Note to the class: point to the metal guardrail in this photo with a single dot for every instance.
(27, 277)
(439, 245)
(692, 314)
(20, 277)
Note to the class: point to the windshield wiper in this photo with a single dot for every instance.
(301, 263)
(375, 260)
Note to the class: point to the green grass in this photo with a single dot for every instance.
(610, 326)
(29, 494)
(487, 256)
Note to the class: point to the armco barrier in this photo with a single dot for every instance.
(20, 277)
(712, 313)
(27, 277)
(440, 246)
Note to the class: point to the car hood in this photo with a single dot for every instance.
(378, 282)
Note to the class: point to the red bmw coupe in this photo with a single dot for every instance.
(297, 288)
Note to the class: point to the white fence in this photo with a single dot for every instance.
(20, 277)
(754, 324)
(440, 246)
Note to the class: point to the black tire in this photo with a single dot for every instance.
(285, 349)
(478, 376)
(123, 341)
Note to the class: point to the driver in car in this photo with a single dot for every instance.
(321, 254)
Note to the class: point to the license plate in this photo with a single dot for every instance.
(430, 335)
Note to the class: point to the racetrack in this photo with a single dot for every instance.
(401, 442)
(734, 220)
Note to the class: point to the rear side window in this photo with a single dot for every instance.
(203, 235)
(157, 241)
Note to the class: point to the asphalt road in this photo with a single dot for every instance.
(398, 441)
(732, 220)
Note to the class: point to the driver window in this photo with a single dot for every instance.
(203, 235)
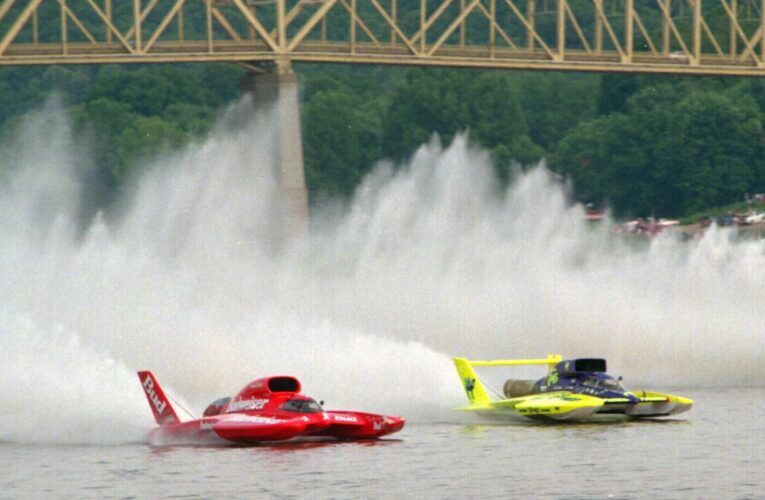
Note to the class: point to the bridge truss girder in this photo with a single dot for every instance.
(722, 37)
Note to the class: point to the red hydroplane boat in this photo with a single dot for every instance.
(267, 409)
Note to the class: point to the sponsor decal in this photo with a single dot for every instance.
(251, 418)
(148, 386)
(247, 404)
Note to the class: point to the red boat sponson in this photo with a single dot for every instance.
(253, 428)
(267, 409)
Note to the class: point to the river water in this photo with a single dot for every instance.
(185, 274)
(715, 451)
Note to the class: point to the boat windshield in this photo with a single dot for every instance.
(302, 406)
(606, 384)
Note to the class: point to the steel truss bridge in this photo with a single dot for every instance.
(716, 37)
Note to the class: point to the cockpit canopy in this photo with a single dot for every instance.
(302, 405)
(267, 387)
(583, 365)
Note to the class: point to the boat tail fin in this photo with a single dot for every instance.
(474, 389)
(159, 403)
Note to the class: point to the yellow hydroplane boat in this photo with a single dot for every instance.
(575, 389)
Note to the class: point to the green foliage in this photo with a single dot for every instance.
(675, 150)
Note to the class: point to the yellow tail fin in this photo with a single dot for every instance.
(473, 387)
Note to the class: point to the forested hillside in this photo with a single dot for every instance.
(641, 144)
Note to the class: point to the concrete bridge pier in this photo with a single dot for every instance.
(278, 87)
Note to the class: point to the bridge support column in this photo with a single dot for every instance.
(279, 88)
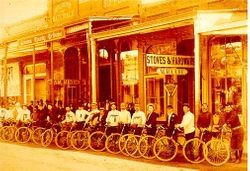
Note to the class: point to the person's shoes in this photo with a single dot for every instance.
(232, 160)
(238, 161)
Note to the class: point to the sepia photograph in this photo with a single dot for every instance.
(127, 85)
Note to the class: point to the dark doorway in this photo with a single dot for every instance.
(104, 83)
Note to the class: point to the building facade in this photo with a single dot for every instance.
(168, 52)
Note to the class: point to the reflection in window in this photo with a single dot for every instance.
(155, 93)
(103, 53)
(130, 75)
(226, 71)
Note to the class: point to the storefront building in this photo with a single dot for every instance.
(169, 52)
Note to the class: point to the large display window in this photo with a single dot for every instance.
(226, 71)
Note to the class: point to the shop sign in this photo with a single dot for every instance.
(65, 82)
(13, 80)
(172, 71)
(63, 10)
(130, 67)
(76, 28)
(178, 61)
(57, 34)
(170, 88)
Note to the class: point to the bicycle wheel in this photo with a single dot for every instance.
(122, 142)
(62, 140)
(146, 145)
(1, 133)
(23, 134)
(165, 149)
(193, 150)
(112, 143)
(47, 137)
(216, 152)
(131, 146)
(79, 140)
(9, 133)
(97, 141)
(37, 135)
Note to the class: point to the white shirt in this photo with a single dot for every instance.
(81, 114)
(125, 117)
(3, 113)
(113, 118)
(91, 114)
(24, 115)
(188, 123)
(70, 117)
(139, 118)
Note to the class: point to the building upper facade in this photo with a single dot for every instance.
(73, 15)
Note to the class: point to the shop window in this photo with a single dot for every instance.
(226, 71)
(155, 92)
(130, 76)
(71, 64)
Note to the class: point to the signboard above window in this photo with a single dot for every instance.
(178, 61)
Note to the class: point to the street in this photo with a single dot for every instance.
(18, 157)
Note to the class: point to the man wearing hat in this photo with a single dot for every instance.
(23, 117)
(232, 121)
(187, 122)
(171, 120)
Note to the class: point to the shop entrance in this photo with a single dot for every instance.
(104, 83)
(71, 94)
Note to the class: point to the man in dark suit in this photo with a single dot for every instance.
(151, 120)
(171, 120)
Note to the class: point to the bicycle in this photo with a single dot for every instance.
(146, 143)
(49, 134)
(122, 141)
(8, 131)
(193, 148)
(63, 138)
(112, 141)
(132, 143)
(166, 148)
(217, 151)
(23, 133)
(79, 139)
(97, 140)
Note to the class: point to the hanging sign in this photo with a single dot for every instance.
(54, 35)
(178, 61)
(172, 71)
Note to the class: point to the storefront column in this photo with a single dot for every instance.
(244, 82)
(52, 71)
(91, 43)
(197, 72)
(93, 70)
(5, 75)
(141, 68)
(34, 71)
(80, 72)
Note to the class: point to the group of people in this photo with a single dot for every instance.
(115, 120)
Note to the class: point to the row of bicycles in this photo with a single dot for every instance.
(165, 148)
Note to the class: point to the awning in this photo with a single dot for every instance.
(147, 27)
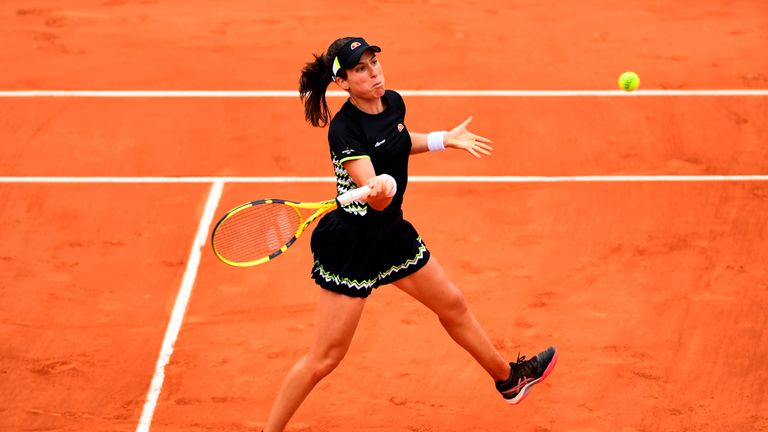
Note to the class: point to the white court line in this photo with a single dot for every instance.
(415, 179)
(335, 93)
(182, 299)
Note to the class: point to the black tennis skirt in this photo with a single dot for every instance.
(353, 256)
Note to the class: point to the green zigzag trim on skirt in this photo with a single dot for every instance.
(338, 280)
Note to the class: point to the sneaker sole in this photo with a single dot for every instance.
(524, 392)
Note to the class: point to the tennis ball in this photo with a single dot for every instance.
(629, 81)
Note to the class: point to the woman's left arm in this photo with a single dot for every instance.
(458, 138)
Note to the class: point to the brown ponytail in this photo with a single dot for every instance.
(314, 81)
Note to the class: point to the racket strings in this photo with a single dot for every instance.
(256, 232)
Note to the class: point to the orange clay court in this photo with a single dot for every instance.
(654, 292)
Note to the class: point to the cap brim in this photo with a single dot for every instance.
(355, 59)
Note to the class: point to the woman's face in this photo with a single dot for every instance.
(366, 79)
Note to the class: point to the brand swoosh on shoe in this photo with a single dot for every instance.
(522, 382)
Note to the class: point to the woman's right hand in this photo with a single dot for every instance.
(383, 188)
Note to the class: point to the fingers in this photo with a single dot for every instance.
(381, 185)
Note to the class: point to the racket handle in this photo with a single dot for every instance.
(353, 195)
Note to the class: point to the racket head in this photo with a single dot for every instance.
(256, 232)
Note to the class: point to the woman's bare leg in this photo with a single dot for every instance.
(336, 322)
(430, 286)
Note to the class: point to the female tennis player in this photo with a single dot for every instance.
(367, 244)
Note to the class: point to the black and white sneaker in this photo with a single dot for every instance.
(526, 373)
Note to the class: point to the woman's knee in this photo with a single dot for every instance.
(325, 362)
(454, 306)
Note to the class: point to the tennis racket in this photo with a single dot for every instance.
(255, 232)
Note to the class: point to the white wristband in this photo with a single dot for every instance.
(436, 140)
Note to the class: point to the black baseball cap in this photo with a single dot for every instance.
(349, 55)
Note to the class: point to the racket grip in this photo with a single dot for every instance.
(353, 195)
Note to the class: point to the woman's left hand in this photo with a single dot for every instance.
(461, 138)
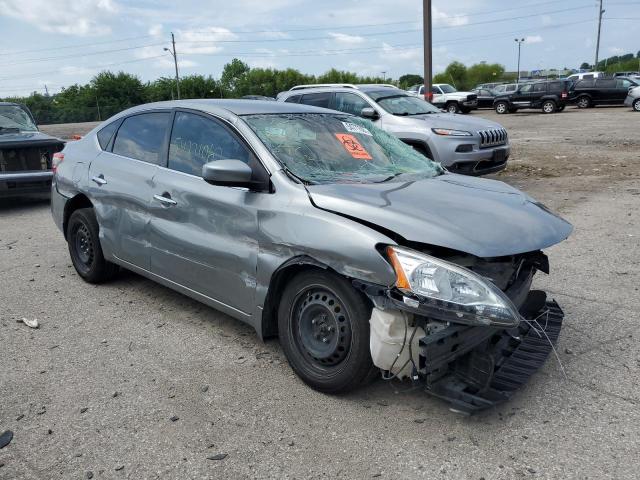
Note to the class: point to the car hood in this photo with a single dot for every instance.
(455, 121)
(485, 218)
(26, 139)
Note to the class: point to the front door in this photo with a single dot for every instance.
(121, 180)
(205, 237)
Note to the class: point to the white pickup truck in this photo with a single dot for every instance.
(447, 97)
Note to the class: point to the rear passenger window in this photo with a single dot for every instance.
(141, 136)
(317, 99)
(104, 135)
(196, 140)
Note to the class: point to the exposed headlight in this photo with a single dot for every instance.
(452, 292)
(450, 133)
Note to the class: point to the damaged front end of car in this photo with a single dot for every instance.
(469, 329)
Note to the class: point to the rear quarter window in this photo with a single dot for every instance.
(105, 135)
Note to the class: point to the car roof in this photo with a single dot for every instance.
(237, 107)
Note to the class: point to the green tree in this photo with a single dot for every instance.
(409, 80)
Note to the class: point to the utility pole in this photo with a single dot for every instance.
(600, 12)
(520, 41)
(175, 61)
(428, 40)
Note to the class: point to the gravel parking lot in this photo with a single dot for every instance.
(132, 380)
+--
• _Exercise brief_
Output as a JSON list of strings the stretch of the data above from the line containing "Note to the class: point to the rear passenger" through the final line, with one string per line and blank lines omitted.

• _Worked solution_
[
  "Note to the class: point to the rear passenger window in this photo with a single dot for every instance.",
  "(141, 136)",
  "(317, 99)",
  "(104, 135)",
  "(196, 140)",
  "Note to the class: point to the exposed headlight in this photo with a single dot for every instance.",
  "(452, 292)",
  "(450, 133)",
  "Note to the class: point to the damaged front end of car in this photo with a single dot for every instance.",
  "(469, 329)",
  "Note to the class: point to the rear quarter window in this photo with a single dot for every instance.",
  "(105, 135)",
  "Note to the class: point to the car roof in this photo with a single dot for every instance.",
  "(237, 107)",
  "Note to the class: point to the green tree in this photo with a single dot for every instance.",
  "(409, 80)",
  "Note to the class: point to the utility pole in this photo with a single dot for every instance.",
  "(600, 12)",
  "(520, 41)",
  "(175, 61)",
  "(428, 40)",
  "Note to the class: point to the gravel parking lot in this photo with a single dot for every instance.",
  "(132, 380)"
]